▸ TEXT PASSAGE
--- --- ---
Site-Specificity, Linker Stability, General Applicability

Through incubation with restriction-grade thrombin, Cy3HZ-labeled Ald6N-PolBI was cleaved at the thrombin site between the aldehyde tag and main protein (see Supplementary Note 4 for amino acid maps), producing a small N-terminal fragment that was fluorescent and a large C-terminal fragment that was nonfluorescent (Fig. 2a and see Supplementary Fig. 2 for the case of Ald6N-DinB). These results demonstrate that only the N-terminal region of PolBI or DinB containing the aldehyde tag was labeled despite the high concentration of dye used. In comparison, a widely used method that targets the N-terminal α-amine at pH 7.0 (Supplementary Fig. 3)21 by utilizing the difference in pKa and, thus, reactivity between this group and the ε-amine of lysines did not result in N-terminal specific labeling, as evaluated by the same restrictive proteolysis assay (Supplementary Note 5).

Figure 2.

Figure 2

General applicability of labeling an aldehyde-tagged protein. (a) Fluorescence (left) and white-light (right) images of a gel for Cy3HZ-labeled Ald6N-PolBI after incubation with thrombin (+Thrombin) or no thrombin (Control). The nonfluorescent band between 25 and 37 kDa in thrombin-treated sample is from thrombin. (b) Normalized UV-Vis spectra (left) and the labeling kinetics (right) of Ald6N-PolBI incubated with 40.5 mM Cy5HZ under the condition shown in Fig. 1a. (c) Detection of the fragment ions from an Ald6N-PolBI’s N-terminal peptide using high-resolution mass spectrometry. (d) Separation of Cy3-labeled DinB from unlabeled protein in a partially labeled sample of Ald6N-DinB using hydrophobic interaction chromatography.

We tested the hydrolytic stability of the hydrazone linker formed between the fluorophore and protein and observed only a negligible loss of the fluorophore from protein after several days of incubation under standard polymerase storage conditions, indicating good stability of the hydrazone linker therein (Supplementary Fig. 4).

Besides Cy3, the labeling of Ald6N-PolBI with Cy5 hydrazide (Cy5HZ) was also quantitative under similar conditions (Fig. 2b), allowing us to label two DNA polymerases with different fluorophores and to observe their transient interactions as discussed later. Such quantitative labeling can probably be extended to other fluorophores such as Alexa555 and 647, because many fluorophores are commercially available in aldehyde-reactive forms and are highly water soluble.
--- --- ---
▸ DATA TO EXAMINE
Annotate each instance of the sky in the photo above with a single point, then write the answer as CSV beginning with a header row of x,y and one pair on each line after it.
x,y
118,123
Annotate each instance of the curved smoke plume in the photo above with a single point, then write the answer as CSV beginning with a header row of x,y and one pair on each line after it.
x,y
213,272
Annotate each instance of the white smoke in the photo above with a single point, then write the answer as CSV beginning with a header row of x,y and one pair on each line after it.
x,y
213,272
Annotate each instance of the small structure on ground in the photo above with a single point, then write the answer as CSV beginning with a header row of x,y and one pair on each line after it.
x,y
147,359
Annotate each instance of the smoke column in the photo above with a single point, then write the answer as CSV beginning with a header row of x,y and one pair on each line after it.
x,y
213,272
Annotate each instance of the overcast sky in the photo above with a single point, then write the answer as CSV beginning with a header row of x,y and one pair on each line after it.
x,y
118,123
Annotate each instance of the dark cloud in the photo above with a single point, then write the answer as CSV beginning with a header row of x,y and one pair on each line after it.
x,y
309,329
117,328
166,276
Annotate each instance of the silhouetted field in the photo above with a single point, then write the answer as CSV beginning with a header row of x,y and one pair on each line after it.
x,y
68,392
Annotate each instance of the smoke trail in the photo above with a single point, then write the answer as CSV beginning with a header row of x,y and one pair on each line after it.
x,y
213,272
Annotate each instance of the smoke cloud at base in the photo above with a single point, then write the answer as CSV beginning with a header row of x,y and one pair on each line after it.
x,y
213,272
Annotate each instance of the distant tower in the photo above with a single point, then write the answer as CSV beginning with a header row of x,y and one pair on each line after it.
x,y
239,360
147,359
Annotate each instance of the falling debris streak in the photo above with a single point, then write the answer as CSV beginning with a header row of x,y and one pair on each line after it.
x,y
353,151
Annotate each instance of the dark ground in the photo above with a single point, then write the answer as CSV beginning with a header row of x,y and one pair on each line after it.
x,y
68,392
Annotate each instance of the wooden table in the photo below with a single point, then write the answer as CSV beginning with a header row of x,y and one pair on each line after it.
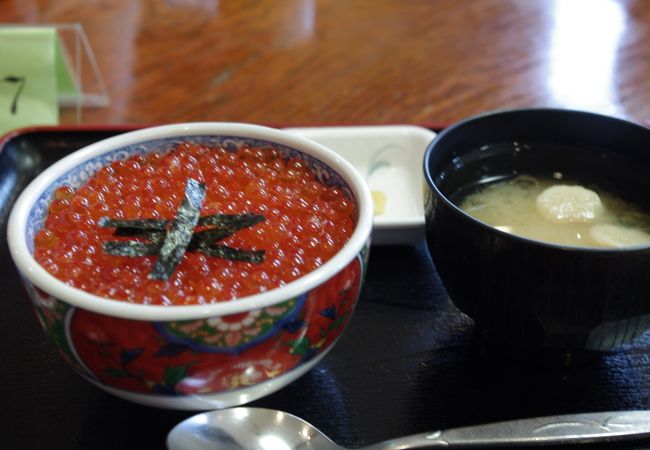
x,y
409,361
358,61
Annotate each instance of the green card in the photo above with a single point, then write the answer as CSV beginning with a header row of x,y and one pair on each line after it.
x,y
29,77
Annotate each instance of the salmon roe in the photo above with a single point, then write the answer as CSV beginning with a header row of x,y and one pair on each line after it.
x,y
306,224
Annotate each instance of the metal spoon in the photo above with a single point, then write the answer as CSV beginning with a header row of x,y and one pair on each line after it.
x,y
267,429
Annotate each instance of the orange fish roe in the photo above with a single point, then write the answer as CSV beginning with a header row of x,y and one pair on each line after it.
x,y
306,224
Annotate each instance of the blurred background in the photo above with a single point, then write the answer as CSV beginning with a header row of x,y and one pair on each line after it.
x,y
290,62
--- --- ---
▸ EXPLORE THE MATERIAL
[A] Reproduce the section on site-specific labeling word for word, from "General applicability of" down to "hydrophobic interaction chromatography.".
[B] List every supplementary note and supplementary figure that the section on site-specific labeling cites.

▸ SOLUTIONS TO THE TASKS
[A]
General applicability of labeling an aldehyde-tagged protein. (a) Fluorescence (left) and white-light (right) images of a gel for Cy3HZ-labeled Ald6N-PolBI after incubation with thrombin (+Thrombin) or no thrombin (Control). The nonfluorescent band between 25 and 37 kDa in thrombin-treated sample is from thrombin. (b) Normalized UV-Vis spectra (left) and the labeling kinetics (right) of Ald6N-PolBI incubated with 40.5 mM Cy5HZ under the condition shown in Fig. 1a. (c) Detection of the fragment ions from an Ald6N-PolBI’s N-terminal peptide using high-resolution mass spectrometry. (d) Separation of Cy3-labeled DinB from unlabeled protein in a partially labeled sample of Ald6N-DinB using hydrophobic interaction chromatography.

[B]
- Supplementary Note 4
- Supplementary Fig. 2
- Supplementary Fig. 3
- Supplementary Note 5
- Supplementary Fig. 4